■ **TASK**
Repeat the listing below verbatim, without its images.

■ **DATA PROVIDED**

------------------------

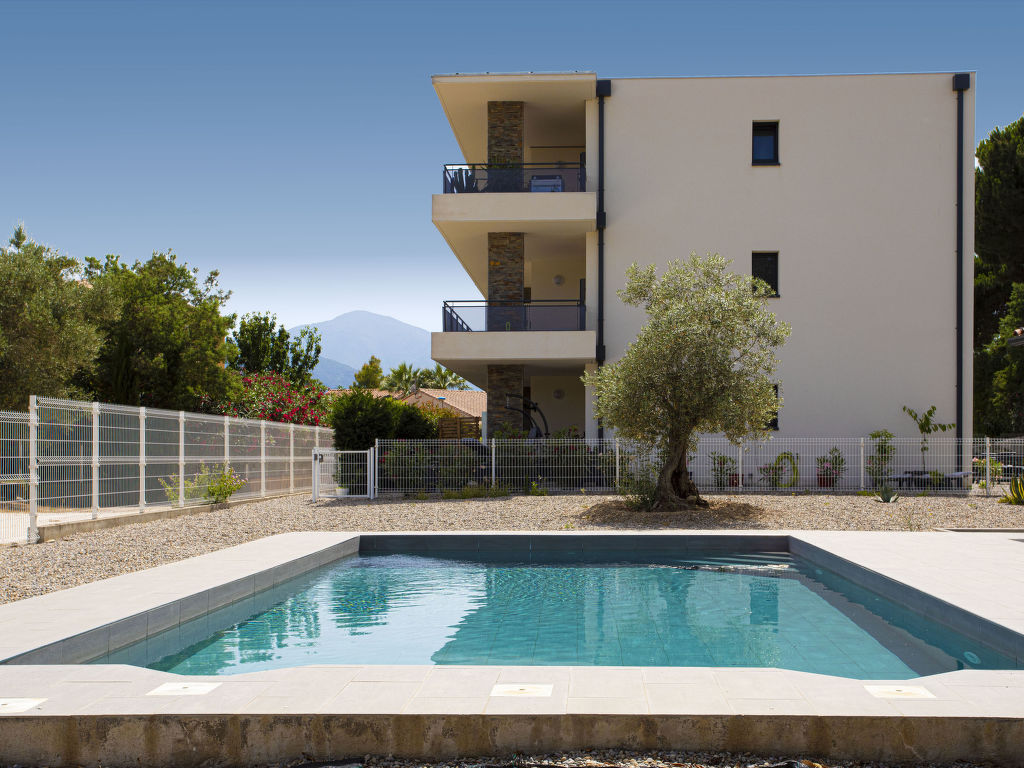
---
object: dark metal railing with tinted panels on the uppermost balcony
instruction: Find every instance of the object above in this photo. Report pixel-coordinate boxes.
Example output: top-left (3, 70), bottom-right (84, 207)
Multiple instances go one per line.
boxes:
top-left (444, 163), bottom-right (587, 195)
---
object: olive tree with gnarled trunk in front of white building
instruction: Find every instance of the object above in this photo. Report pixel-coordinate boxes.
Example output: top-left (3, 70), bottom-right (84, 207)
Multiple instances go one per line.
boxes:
top-left (584, 253), bottom-right (790, 507)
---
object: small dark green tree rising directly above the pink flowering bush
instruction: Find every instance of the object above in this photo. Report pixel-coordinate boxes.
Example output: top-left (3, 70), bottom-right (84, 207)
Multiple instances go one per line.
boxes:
top-left (230, 312), bottom-right (321, 384)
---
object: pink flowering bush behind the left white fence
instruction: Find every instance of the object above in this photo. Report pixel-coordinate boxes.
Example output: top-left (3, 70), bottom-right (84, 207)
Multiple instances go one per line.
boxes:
top-left (200, 374), bottom-right (328, 427)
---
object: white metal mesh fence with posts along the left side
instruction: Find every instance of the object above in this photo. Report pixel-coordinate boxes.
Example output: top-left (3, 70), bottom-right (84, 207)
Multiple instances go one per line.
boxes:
top-left (0, 397), bottom-right (332, 543)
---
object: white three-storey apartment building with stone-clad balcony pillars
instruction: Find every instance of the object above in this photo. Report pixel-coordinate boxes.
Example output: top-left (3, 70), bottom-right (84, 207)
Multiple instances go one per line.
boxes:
top-left (431, 73), bottom-right (975, 437)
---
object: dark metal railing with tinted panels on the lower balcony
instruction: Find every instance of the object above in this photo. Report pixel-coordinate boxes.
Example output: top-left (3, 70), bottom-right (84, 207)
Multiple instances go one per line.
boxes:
top-left (441, 300), bottom-right (587, 333)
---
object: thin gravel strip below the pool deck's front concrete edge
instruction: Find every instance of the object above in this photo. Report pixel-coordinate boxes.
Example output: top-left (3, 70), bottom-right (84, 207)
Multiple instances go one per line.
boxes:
top-left (272, 750), bottom-right (988, 768)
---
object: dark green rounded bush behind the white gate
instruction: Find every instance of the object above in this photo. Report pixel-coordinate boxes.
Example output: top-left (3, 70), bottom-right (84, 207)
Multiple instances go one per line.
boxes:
top-left (330, 389), bottom-right (440, 451)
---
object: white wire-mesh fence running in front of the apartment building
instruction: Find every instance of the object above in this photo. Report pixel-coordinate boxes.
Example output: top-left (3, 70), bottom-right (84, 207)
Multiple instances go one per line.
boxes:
top-left (358, 437), bottom-right (1024, 495)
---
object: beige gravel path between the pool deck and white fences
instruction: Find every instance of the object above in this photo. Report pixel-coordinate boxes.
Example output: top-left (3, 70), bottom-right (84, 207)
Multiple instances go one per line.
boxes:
top-left (0, 496), bottom-right (1024, 603)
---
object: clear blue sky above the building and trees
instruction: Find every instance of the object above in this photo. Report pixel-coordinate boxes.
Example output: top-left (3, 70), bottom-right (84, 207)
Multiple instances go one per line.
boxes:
top-left (0, 0), bottom-right (1024, 330)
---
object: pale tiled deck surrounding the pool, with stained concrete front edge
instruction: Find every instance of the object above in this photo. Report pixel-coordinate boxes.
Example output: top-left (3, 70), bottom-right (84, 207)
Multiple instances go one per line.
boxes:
top-left (0, 530), bottom-right (1024, 766)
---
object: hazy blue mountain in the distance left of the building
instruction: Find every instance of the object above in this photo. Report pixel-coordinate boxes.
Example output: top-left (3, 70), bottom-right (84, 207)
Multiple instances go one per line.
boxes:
top-left (289, 309), bottom-right (434, 384)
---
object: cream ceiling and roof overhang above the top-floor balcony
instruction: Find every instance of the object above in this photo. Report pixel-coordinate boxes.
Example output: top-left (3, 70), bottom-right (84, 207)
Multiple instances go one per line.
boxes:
top-left (432, 72), bottom-right (597, 163)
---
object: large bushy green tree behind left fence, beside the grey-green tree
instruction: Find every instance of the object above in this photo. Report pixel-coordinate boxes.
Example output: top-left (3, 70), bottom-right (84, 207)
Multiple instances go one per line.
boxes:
top-left (84, 252), bottom-right (234, 410)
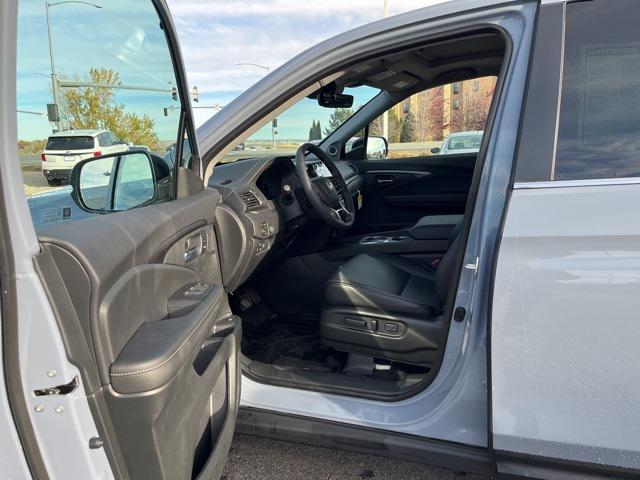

------------------------

■ **ANSWER BOX**
---
object: dark metal railing with tinted panels on the uppermost balcony
instruction: Find every instance of the object above in this photo. Report pixel-coordinate boxes.
Example output: top-left (3, 70), bottom-right (84, 207)
Multiple instances go one per line.
boxes:
top-left (444, 163), bottom-right (587, 195)
---
object: olive tree with gnarled trunk in front of white building
instruction: Find every instance of the object above in this photo. Report pixel-coordinate boxes.
Example output: top-left (3, 70), bottom-right (84, 207)
Multiple instances go one per line.
boxes:
top-left (584, 253), bottom-right (790, 507)
---
object: small dark green tree rising directly above the pink flowering bush
instruction: Find every instance of the object above in this photo. Report pixel-coordinate boxes.
Example output: top-left (3, 70), bottom-right (84, 207)
Multiple instances go one per line.
boxes:
top-left (230, 312), bottom-right (321, 384)
---
object: pink flowering bush behind the left white fence
instruction: Find every instance of the object above in this photo. Report pixel-coordinate boxes.
Example output: top-left (3, 70), bottom-right (84, 207)
Multiple instances go one per line.
boxes:
top-left (200, 374), bottom-right (328, 427)
---
object: white metal mesh fence with posts along the left side
instruction: Find every instance of the object above in this photo. Report pixel-coordinate boxes.
Example output: top-left (3, 70), bottom-right (84, 207)
Multiple instances go one per line.
boxes:
top-left (0, 397), bottom-right (332, 543)
---
object: white three-storey apartment building with stone-clad balcony pillars
instruction: Find every instance of the object above in this photo. Report pixel-coordinate boxes.
Example output: top-left (3, 70), bottom-right (84, 207)
Multiple instances go one per line.
boxes:
top-left (431, 73), bottom-right (975, 437)
---
object: dark metal railing with tinted panels on the lower balcony
instruction: Find every instance of the object above in this photo. Report pixel-coordinate boxes.
Example output: top-left (3, 70), bottom-right (84, 207)
Multiple instances go one per line.
boxes:
top-left (441, 300), bottom-right (587, 333)
---
object: thin gravel strip below the pool deck's front concrete edge
instruction: Find every instance of the object above in this photo. Report pixel-coordinate boxes.
Example output: top-left (3, 70), bottom-right (84, 207)
Multiple instances go one per line.
boxes:
top-left (272, 750), bottom-right (988, 768)
---
object: dark green rounded bush behind the white gate
instruction: Find every instance of the object above in this photo. Report pixel-coordinate boxes.
Example output: top-left (3, 70), bottom-right (84, 207)
Multiple instances go one per line.
boxes:
top-left (330, 389), bottom-right (440, 451)
---
object: white wire-mesh fence running in front of the apartment building
instruction: Find every instance of the object above in this photo. Report pixel-coordinate boxes.
Example output: top-left (3, 70), bottom-right (84, 207)
Multiple instances go one per line.
boxes:
top-left (358, 437), bottom-right (1024, 495)
---
object: beige gravel path between the pool deck and white fences
instruction: Find every instance of the object above in this photo. Report pixel-coordinate boxes.
Example output: top-left (3, 70), bottom-right (84, 207)
Multiple instances go one per line.
boxes:
top-left (0, 496), bottom-right (1024, 603)
---
object: clear blue sky above the building and trees
instruction: Find every instance of the object above in this photo. Report pixel-coordinate boxes.
Example output: top-left (3, 70), bottom-right (84, 207)
Multiple instances go one per line.
boxes:
top-left (0, 0), bottom-right (1024, 330)
---
object: pale tiled deck surrounding the pool, with stained concrete front edge
instruction: Find every instance of the object above in this photo. Report pixel-coordinate boxes.
Example output: top-left (3, 70), bottom-right (84, 207)
Multiple instances go one per line.
boxes:
top-left (0, 530), bottom-right (1024, 766)
---
object: hazy blue mountain in the distance left of the building
instruction: Find every instance of the object above in this photo. Report pixel-coordinate boxes.
Example output: top-left (3, 70), bottom-right (84, 207)
Multiple instances go one per line.
boxes:
top-left (289, 309), bottom-right (434, 384)
---
object: cream ceiling and roof overhang above the top-floor balcony
instruction: Find every instance of the object above in this photo. Report pixel-coordinate boxes.
Example output: top-left (3, 70), bottom-right (84, 207)
Multiple instances go one per line.
boxes:
top-left (432, 72), bottom-right (597, 163)
---
object: large bushy green tree behind left fence, beside the grey-green tree
instruction: Find every instance of the object above in this photo. Report pixel-coordinate boxes.
Example output: top-left (3, 70), bottom-right (84, 207)
Multiple instances go one per line.
boxes:
top-left (84, 252), bottom-right (234, 410)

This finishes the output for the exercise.